**WHAT THE EXERCISE ASKS:** What you return should match every record exactly, with the images removed.

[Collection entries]
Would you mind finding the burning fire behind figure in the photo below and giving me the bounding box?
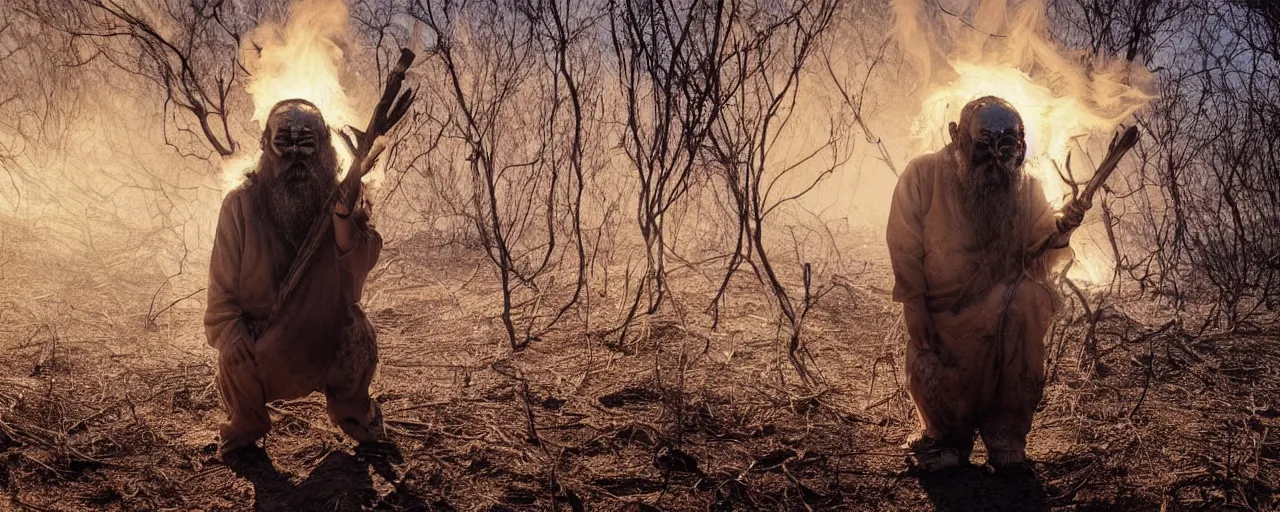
[888,97,1082,473]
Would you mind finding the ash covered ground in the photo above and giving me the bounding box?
[1,223,1275,511]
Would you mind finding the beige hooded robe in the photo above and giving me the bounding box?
[204,185,383,446]
[886,148,1072,462]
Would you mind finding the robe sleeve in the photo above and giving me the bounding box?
[335,216,383,303]
[204,192,254,351]
[1026,177,1074,270]
[886,158,930,303]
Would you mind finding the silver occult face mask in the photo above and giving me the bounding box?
[970,102,1026,176]
[951,96,1027,187]
[261,100,329,182]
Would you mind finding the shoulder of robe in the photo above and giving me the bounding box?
[221,185,246,207]
[901,149,951,188]
[1022,173,1046,190]
[1021,174,1056,205]
[220,183,261,216]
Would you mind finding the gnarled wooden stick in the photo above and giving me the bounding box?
[1035,125,1141,255]
[987,125,1142,362]
[270,49,417,319]
[1077,124,1141,208]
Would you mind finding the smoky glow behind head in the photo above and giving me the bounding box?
[220,0,364,195]
[895,0,1155,285]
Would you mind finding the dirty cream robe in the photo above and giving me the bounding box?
[204,185,383,447]
[886,148,1072,464]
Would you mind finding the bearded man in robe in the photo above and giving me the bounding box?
[205,99,384,456]
[886,96,1087,474]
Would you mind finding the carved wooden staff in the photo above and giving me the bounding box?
[1034,124,1142,255]
[1074,125,1140,210]
[983,125,1142,364]
[270,49,417,318]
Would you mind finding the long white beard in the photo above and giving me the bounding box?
[263,164,336,249]
[958,157,1027,278]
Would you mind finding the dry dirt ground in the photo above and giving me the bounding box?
[1,223,1277,511]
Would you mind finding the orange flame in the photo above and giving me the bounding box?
[220,0,361,193]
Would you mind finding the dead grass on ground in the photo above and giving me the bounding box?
[0,226,1277,511]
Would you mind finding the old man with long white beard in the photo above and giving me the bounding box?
[205,99,384,456]
[887,96,1086,474]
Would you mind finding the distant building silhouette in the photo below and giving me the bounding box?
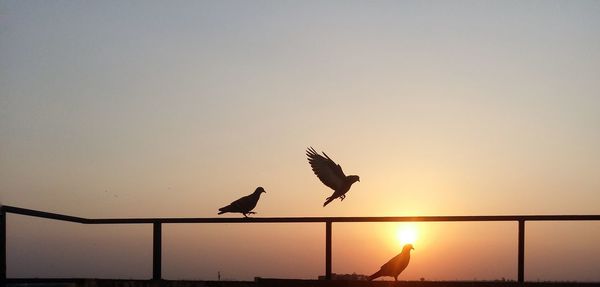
[318,273,369,281]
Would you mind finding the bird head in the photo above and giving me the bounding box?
[403,244,414,251]
[348,175,360,183]
[255,187,266,194]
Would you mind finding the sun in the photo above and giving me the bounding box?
[396,224,418,246]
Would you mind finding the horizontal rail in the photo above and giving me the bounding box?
[1,206,87,223]
[3,205,600,283]
[3,205,600,224]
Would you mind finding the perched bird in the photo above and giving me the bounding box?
[369,244,414,281]
[306,147,360,206]
[218,187,266,217]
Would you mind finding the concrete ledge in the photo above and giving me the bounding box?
[6,278,600,287]
[256,278,600,287]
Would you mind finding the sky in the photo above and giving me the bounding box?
[1,0,600,282]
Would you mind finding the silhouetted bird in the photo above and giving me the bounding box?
[218,187,266,217]
[306,147,360,206]
[369,244,414,281]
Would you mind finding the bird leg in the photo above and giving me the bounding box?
[340,195,346,201]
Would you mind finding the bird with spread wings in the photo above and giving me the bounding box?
[218,187,266,217]
[306,147,360,207]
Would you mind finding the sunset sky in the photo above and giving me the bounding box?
[1,0,599,282]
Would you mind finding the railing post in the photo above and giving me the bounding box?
[325,221,332,280]
[518,219,525,283]
[153,222,162,280]
[1,207,6,284]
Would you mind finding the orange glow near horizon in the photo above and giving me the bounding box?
[396,223,418,247]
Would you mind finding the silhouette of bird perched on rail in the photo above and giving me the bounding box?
[306,147,360,206]
[369,244,414,281]
[218,187,266,217]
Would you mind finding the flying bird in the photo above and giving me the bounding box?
[306,147,360,206]
[369,244,414,281]
[218,187,266,217]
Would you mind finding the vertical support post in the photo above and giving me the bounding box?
[518,219,525,283]
[1,207,6,284]
[153,222,162,280]
[325,221,332,280]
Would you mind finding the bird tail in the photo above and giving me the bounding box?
[368,270,382,281]
[218,206,230,215]
[323,196,335,207]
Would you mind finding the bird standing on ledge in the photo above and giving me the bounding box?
[369,244,414,281]
[306,147,360,206]
[218,187,266,217]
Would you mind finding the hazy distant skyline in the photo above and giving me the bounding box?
[1,0,599,282]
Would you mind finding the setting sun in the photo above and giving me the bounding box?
[396,224,418,246]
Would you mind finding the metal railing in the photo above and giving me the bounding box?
[1,205,599,283]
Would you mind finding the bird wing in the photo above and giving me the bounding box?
[306,147,346,191]
[380,252,409,274]
[380,253,401,269]
[225,194,255,212]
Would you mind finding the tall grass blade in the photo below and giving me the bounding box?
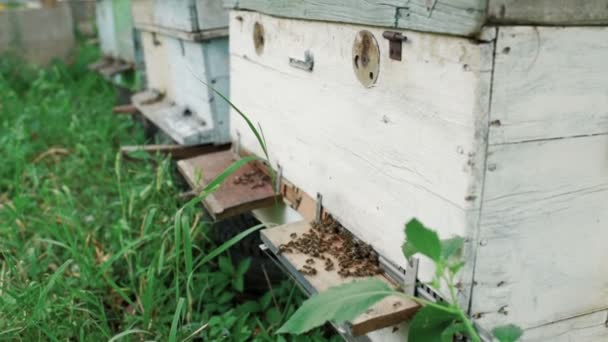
[169,297,185,342]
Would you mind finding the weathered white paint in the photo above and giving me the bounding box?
[488,0,608,25]
[224,0,486,37]
[96,0,117,58]
[140,31,171,95]
[228,11,494,316]
[137,31,231,145]
[522,310,608,342]
[490,26,608,145]
[472,134,608,329]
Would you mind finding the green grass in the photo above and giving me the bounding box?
[0,44,339,341]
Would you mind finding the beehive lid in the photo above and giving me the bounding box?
[261,220,420,336]
[177,150,279,219]
[224,0,608,38]
[132,0,228,41]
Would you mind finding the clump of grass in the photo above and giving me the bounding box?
[0,43,339,341]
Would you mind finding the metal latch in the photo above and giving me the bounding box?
[289,50,314,72]
[382,31,408,61]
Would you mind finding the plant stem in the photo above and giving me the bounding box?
[444,272,481,342]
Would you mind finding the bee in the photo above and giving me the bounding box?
[290,232,297,239]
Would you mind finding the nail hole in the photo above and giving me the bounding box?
[369,72,374,80]
[354,55,359,68]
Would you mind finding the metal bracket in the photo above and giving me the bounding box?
[315,193,323,223]
[382,31,408,61]
[289,50,314,72]
[234,131,241,156]
[379,256,419,297]
[275,164,282,193]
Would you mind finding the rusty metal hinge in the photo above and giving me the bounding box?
[382,31,408,61]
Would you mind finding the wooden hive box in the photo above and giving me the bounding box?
[131,0,230,145]
[225,1,608,341]
[95,0,135,63]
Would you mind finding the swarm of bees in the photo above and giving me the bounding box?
[233,169,271,189]
[279,216,382,278]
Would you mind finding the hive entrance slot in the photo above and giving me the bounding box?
[261,220,420,336]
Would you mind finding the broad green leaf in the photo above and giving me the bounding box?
[408,305,458,342]
[219,256,235,275]
[404,218,442,263]
[441,237,464,259]
[277,279,394,335]
[440,322,467,342]
[448,261,466,276]
[492,324,523,342]
[236,258,251,276]
[233,276,244,293]
[266,307,282,326]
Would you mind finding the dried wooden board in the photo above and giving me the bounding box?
[472,134,608,329]
[98,60,133,78]
[261,221,419,336]
[488,0,608,25]
[490,26,608,145]
[177,150,278,219]
[120,144,229,161]
[224,0,486,37]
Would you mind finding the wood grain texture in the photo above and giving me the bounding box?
[490,26,608,145]
[120,144,229,160]
[228,12,494,298]
[224,0,486,37]
[261,221,419,336]
[177,150,278,219]
[154,0,228,33]
[488,0,608,25]
[471,134,608,329]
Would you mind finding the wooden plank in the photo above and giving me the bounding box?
[135,24,228,41]
[472,134,608,329]
[229,11,493,285]
[155,0,228,33]
[176,150,278,219]
[98,60,133,78]
[488,0,608,25]
[112,104,138,114]
[261,221,419,336]
[224,0,486,37]
[490,26,608,145]
[120,144,229,160]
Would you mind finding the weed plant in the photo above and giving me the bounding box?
[0,44,338,341]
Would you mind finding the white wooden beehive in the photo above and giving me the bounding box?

**TASK OUTPUT:**
Would you mind finding the burning fire behind figure in the photo below and giving me the bounding box?
[888,97,1082,473]
Would you mind finding the ash covered ground in the photo above and giving me the bounding box?
[1,223,1275,511]
Would you mind finding the beige hooded robe in the photo above and giving me the bounding box?
[204,185,383,446]
[886,148,1072,462]
Would you mind finding the robe sleeve in the photo above and giving me the bounding box?
[335,216,383,303]
[204,192,254,351]
[1026,177,1074,270]
[886,158,930,303]
Would you mind finding the silver occult face mask in the photo above and giving me the bounding box?
[970,102,1026,176]
[951,96,1027,187]
[261,100,329,182]
Would you mind finding the shoulder of robe in the photo above and giving me the bounding box?
[221,185,246,207]
[901,149,951,188]
[1022,173,1046,190]
[1021,174,1056,205]
[220,183,261,216]
Would you mind finding the gnarled wooden stick in the photo above and giving me the bounding box?
[1035,125,1141,255]
[987,125,1142,362]
[270,49,417,319]
[1077,124,1141,208]
Would you mind finding the smoky glow behind head in the photo above and giving me the bounding box?
[220,0,364,195]
[895,0,1155,285]
Would you mind finding the dirty cream robe in the photo above and giving me the bounding box?
[204,185,383,447]
[886,148,1072,464]
Would you mind finding the bearded man in robe in the photo above and giving me the bounding box?
[205,99,384,456]
[886,96,1087,474]
Would you mind finding the carved wooden staff in the photo above and giving me the bounding box?
[1034,124,1142,255]
[1074,125,1140,210]
[983,125,1142,364]
[270,49,417,318]
Would you mind finding the long white beard in the photo above and giving me the bounding box?
[263,164,336,249]
[958,157,1027,278]
Would you mind finding the dry dirt ground in the photo above and giving me the bounding box?
[1,223,1277,511]
Would you mind finding the orange flame in the photo above and giving me the bounding box?
[220,0,361,193]
Would you mind finding the dead grass on ground in the photo above and giving me the bounding box?
[0,226,1277,511]
Would you mind finding the old man with long white beard in the photo above and giving me the bounding box?
[205,99,384,456]
[887,96,1086,474]
Would you mind finding the distant building silhouette in the photo below and giving me the bounding box?
[318,273,369,281]
Would you mind finding the bird head in the photo above and giving me the bounding box?
[403,244,414,251]
[348,175,360,183]
[255,187,266,194]
Would you mind finding the sun in the photo above and giving me the bounding box?
[396,224,418,246]
Would you mind finding the horizontal rail in the photo above and giving me the bounding box?
[1,206,87,223]
[3,205,600,283]
[3,205,600,224]
Would you mind finding the perched bird in the photo above and giving me the bounding box?
[369,244,414,281]
[306,147,360,206]
[218,187,266,217]
Would you mind finding the concrete ledge in the photo above and giving me the bounding box?
[6,278,600,287]
[256,278,600,287]
Would you mind finding the sky in the photo above and giving me the bounding box?
[1,0,600,282]
Would you mind finding the silhouetted bird in the photo above and giving me the bounding box?
[218,187,266,217]
[306,147,360,206]
[369,244,414,281]
Would you mind finding the bird leg in the photo above and giving me the bounding box?
[340,195,346,201]
Would you mind finding the bird with spread wings in the photo above and giving me the bounding box?
[218,187,266,217]
[306,147,360,207]
Would you mind finding the sunset sky in the photo above and giving me the bounding box?
[1,0,599,282]
Would you mind finding the railing post in the photo above and giving me the bounding box?
[325,221,332,280]
[518,219,525,283]
[153,222,162,280]
[1,207,6,284]
Would you mind finding the orange glow near horizon in the photo above and giving me the bounding box?
[396,223,418,247]
Would you mind finding the silhouette of bird perched on rail in the photo above and giving me the bounding box?
[306,147,360,206]
[369,244,414,281]
[218,187,266,217]
Would you mind finding the flying bird in the photo above and giving me the bounding box?
[306,147,360,206]
[369,244,414,281]
[218,187,266,217]
Would you mind finding the vertical support post in the photo above and giving me the bounding box?
[518,219,525,283]
[1,207,6,284]
[153,222,162,280]
[325,221,332,280]
Would you mind finding the bird tail in the photo above and giving me the bounding box?
[368,270,382,281]
[218,206,230,215]
[323,196,335,207]
Would you mind finding the bird standing on ledge in the photo above and giving me the bounding box?
[369,244,414,281]
[306,147,360,206]
[218,187,266,217]
Would you mind finding the hazy distant skyline in the photo above and giving me the bounding box?
[1,0,599,282]
Would you mind finding the setting sun in the photo above and giving me the bounding box?
[396,224,418,246]
Would you mind finding the metal railing in the photo above and giving me the bounding box?
[1,205,599,283]
Would you mind finding the bird wing in the photo above and giving me the bounding box?
[306,147,346,191]
[380,252,409,274]
[380,253,401,269]
[225,194,255,212]
Would you mind finding the tall grass blade in the photo below and giving me the bounding box?
[169,297,185,342]
Would you mind finding the weathered white paint in the photo above and giving me the bounding box?
[488,0,608,25]
[224,0,486,37]
[96,0,117,58]
[140,31,171,95]
[228,11,494,316]
[137,31,231,145]
[522,310,608,342]
[490,26,608,145]
[472,134,608,329]
Would you mind finding the green grass in the photo above and giving me the bounding box?
[0,44,339,341]
Would you mind finding the beehive lid in the photo above and giving me the bounding box?
[261,220,420,336]
[177,150,279,219]
[224,0,608,38]
[132,0,228,41]
Would you mind finding the clump of grass in the photo above and giving me the bounding box?
[0,43,339,341]
Would you mind finding the metal latch in the photo above and giving me the bounding box?
[289,50,314,72]
[382,31,408,61]
Would you mind finding the plant stem in the photo above and giving me the bounding box?
[444,272,481,342]
Would you mind finding the bee in the photo above and giving me the bounding box?
[290,232,297,239]
Would you mind finding the nail hole in the photo above and giving me the bounding box?
[369,72,374,80]
[354,55,359,68]
Would you mind finding the metal bracket in the photo above and giving me the bounding box?
[315,193,323,223]
[382,31,408,61]
[289,50,314,72]
[234,131,241,156]
[379,256,419,297]
[275,164,282,193]
Would you mind finding the rusty metal hinge in the photo above and giving me the bounding box?
[382,31,408,61]
Would you mind finding the wooden hive box in the photo above and giving me the bounding box?
[131,0,230,145]
[225,1,608,341]
[95,0,135,63]
Would you mind finding the swarm of bees in the photo above and giving me the bounding box?
[233,169,271,189]
[279,216,382,278]
Would you mind finding the hive entrance slot in the photo above and giving me the bounding box?
[261,220,420,336]
Would you mind finding the broad green leaf in the photo above and giving me the bounding box?
[408,305,458,342]
[219,256,235,275]
[404,218,442,263]
[441,237,464,259]
[277,279,394,335]
[440,322,467,342]
[448,261,466,276]
[492,324,523,342]
[236,258,251,276]
[233,276,244,293]
[266,307,282,326]
Would you mind finding the dried wooden board in the photo above and giving me the bounding box?
[472,134,608,329]
[98,60,133,78]
[261,221,419,336]
[488,0,608,25]
[490,26,608,145]
[177,150,278,219]
[120,144,229,161]
[224,0,486,37]
Would you mind finding the wood grain texture in the photo above and giving me the bounding box?
[490,26,608,145]
[120,144,229,160]
[228,12,494,298]
[224,0,486,37]
[261,221,419,336]
[177,150,278,219]
[154,0,228,33]
[488,0,608,25]
[471,134,608,329]
Would you mind finding the wooden plank in the photo above and giving me the bounding box?
[135,24,228,41]
[472,134,608,329]
[229,11,493,285]
[155,0,228,33]
[176,150,278,219]
[98,60,133,78]
[488,0,608,25]
[112,104,138,114]
[261,221,419,336]
[224,0,486,37]
[490,26,608,145]
[120,144,229,160]
Would you mind finding the weed plant in the photo above and giving me the bounding box?
[0,44,338,341]
Would you mind finding the white wooden beehive in the photo above and giving me the bounding box?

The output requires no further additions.